**Goal of the exercise**
Can you arrange the rows that start at the line containing "sky? Each instance should receive its own outline." and end at the line containing "[[[0,116],[0,331],[338,299],[163,192]]]", both lines included, as a two-column CSV with the headers input and output? Use one line per row, put each field in quotes, and replace any line breaks with spaces.

(Stored records)
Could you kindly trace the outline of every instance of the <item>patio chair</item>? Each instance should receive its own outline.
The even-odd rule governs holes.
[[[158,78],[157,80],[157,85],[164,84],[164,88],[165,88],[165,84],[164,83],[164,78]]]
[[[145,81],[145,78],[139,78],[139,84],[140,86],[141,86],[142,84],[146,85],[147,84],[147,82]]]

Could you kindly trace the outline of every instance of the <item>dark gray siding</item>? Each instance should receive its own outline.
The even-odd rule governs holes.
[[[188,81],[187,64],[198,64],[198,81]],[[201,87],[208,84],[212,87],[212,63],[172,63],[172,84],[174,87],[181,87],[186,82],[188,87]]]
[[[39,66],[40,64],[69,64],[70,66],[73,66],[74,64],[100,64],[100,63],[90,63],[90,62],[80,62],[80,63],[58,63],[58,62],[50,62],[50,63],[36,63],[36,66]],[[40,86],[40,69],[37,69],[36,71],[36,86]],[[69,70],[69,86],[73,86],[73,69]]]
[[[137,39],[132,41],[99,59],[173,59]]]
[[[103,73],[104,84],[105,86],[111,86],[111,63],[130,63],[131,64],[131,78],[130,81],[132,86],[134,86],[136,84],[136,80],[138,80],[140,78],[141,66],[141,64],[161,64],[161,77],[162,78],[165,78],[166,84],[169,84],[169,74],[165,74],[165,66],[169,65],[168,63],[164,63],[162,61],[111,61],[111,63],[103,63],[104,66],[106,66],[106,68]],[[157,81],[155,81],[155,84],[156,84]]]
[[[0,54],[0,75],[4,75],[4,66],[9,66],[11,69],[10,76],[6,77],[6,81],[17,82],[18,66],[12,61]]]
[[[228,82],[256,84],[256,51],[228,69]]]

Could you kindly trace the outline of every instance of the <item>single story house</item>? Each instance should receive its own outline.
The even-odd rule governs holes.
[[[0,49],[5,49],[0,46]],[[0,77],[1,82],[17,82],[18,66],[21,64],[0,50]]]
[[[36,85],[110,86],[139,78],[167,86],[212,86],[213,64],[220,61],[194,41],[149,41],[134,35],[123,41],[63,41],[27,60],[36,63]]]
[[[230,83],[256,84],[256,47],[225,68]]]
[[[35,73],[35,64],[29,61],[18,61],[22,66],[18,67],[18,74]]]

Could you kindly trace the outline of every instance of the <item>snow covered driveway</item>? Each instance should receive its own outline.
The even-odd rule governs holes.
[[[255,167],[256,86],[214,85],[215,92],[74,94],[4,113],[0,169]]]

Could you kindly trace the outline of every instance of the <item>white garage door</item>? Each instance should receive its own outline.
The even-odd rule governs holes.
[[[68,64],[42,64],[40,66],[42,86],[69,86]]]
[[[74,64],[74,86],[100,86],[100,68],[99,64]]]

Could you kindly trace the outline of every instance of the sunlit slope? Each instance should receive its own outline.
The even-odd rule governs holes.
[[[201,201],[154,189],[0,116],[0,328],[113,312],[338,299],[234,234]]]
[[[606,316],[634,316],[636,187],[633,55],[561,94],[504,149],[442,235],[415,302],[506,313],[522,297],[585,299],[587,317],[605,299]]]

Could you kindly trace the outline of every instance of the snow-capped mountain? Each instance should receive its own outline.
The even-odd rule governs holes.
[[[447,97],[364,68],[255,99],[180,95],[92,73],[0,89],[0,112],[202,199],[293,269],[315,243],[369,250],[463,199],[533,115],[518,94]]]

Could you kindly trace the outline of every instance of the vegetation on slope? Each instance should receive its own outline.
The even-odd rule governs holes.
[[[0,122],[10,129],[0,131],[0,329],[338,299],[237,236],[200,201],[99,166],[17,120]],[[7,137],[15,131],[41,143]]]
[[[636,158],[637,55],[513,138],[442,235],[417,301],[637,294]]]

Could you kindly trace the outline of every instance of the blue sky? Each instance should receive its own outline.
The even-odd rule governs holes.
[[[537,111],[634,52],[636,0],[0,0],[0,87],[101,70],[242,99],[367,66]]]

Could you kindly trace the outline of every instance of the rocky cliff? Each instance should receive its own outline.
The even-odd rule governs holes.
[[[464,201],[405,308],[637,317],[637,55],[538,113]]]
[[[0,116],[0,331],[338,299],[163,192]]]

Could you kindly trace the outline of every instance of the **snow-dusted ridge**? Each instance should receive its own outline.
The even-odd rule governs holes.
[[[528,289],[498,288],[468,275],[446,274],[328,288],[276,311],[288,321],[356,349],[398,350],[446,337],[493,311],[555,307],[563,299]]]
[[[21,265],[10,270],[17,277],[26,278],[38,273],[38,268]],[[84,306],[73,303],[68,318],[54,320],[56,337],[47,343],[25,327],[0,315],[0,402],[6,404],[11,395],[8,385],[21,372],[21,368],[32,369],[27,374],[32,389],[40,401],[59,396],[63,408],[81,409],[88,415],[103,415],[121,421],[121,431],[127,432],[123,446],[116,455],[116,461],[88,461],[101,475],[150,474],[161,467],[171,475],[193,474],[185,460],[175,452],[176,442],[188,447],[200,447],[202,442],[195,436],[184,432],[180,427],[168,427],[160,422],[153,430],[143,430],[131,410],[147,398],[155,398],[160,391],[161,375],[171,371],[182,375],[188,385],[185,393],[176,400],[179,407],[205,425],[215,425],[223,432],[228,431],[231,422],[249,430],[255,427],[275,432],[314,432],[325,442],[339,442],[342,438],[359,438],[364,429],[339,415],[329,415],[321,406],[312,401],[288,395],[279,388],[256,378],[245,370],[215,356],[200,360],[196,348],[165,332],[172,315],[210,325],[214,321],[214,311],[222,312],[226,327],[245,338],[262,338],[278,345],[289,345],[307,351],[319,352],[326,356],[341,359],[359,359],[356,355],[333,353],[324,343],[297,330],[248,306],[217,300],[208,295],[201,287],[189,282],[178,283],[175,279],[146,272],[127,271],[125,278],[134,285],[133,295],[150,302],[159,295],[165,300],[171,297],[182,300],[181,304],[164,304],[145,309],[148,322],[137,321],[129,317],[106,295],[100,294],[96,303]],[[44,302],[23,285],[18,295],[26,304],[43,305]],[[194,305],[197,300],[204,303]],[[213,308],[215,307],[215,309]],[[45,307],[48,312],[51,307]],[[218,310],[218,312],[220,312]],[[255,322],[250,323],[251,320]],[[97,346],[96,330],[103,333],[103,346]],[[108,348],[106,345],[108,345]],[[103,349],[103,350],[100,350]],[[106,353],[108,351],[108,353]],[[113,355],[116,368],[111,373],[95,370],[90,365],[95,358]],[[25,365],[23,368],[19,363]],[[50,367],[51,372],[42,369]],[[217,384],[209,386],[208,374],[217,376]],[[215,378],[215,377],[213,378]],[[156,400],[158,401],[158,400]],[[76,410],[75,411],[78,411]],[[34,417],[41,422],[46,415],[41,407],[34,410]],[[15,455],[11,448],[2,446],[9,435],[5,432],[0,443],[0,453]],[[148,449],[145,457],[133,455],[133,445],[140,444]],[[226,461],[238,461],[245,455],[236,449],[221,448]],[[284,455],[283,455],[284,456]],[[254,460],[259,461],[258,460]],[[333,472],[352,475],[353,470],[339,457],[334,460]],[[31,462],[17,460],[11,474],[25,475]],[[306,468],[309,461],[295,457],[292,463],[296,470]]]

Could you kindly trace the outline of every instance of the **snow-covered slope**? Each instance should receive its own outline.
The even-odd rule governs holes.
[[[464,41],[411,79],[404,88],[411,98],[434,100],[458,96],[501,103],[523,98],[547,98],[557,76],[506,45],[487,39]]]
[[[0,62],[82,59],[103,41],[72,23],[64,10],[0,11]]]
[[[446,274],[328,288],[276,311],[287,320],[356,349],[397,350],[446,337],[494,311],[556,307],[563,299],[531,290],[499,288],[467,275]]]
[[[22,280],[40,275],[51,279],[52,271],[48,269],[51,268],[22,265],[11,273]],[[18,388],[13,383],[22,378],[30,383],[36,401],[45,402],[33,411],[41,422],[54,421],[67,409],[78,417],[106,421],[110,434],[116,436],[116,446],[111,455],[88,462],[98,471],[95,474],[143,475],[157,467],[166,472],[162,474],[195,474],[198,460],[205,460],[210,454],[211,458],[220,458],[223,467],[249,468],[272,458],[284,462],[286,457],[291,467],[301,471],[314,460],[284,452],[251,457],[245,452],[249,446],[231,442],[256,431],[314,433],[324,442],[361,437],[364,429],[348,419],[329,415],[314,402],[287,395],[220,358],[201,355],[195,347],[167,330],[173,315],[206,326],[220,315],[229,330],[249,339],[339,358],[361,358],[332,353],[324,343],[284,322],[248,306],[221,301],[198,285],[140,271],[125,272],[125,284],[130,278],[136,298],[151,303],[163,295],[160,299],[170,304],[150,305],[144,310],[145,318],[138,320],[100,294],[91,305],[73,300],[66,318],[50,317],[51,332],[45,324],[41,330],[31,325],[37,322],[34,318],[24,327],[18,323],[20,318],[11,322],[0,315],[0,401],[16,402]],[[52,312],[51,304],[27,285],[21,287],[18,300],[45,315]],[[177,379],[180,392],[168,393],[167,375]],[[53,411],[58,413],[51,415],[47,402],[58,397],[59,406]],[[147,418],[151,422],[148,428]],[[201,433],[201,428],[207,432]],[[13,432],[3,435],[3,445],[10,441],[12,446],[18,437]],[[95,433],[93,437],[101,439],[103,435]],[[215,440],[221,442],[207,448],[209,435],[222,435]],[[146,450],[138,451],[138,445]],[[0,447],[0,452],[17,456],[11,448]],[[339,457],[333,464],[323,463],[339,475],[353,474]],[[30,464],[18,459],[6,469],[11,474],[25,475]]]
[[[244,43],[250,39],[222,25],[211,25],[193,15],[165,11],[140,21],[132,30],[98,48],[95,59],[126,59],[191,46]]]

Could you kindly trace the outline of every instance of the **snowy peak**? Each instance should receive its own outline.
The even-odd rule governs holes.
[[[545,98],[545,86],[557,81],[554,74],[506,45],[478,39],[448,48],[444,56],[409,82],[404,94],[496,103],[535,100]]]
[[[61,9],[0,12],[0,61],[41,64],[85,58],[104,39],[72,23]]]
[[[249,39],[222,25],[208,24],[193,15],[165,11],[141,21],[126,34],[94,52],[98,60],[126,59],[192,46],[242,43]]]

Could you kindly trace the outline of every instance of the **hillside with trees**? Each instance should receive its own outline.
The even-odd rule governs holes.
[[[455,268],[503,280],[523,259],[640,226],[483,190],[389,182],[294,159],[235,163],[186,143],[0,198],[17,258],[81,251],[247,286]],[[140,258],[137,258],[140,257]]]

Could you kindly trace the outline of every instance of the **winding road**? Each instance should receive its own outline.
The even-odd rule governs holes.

**Result of the task**
input,output
"Could you kindly trace the outline of every instance of the blue sky? Each instance should receive its own outline. The even-odd rule governs holes.","[[[537,111],[634,52],[636,0],[0,0],[0,87],[101,70],[242,99],[367,66]]]"
"Could you kindly trace the outline of every instance of the rocky cliff? Each instance should receive its own outline. The even-odd rule governs holes.","[[[464,201],[405,308],[637,317],[637,55],[538,113]]] [[[0,116],[0,331],[338,299],[163,192]]]"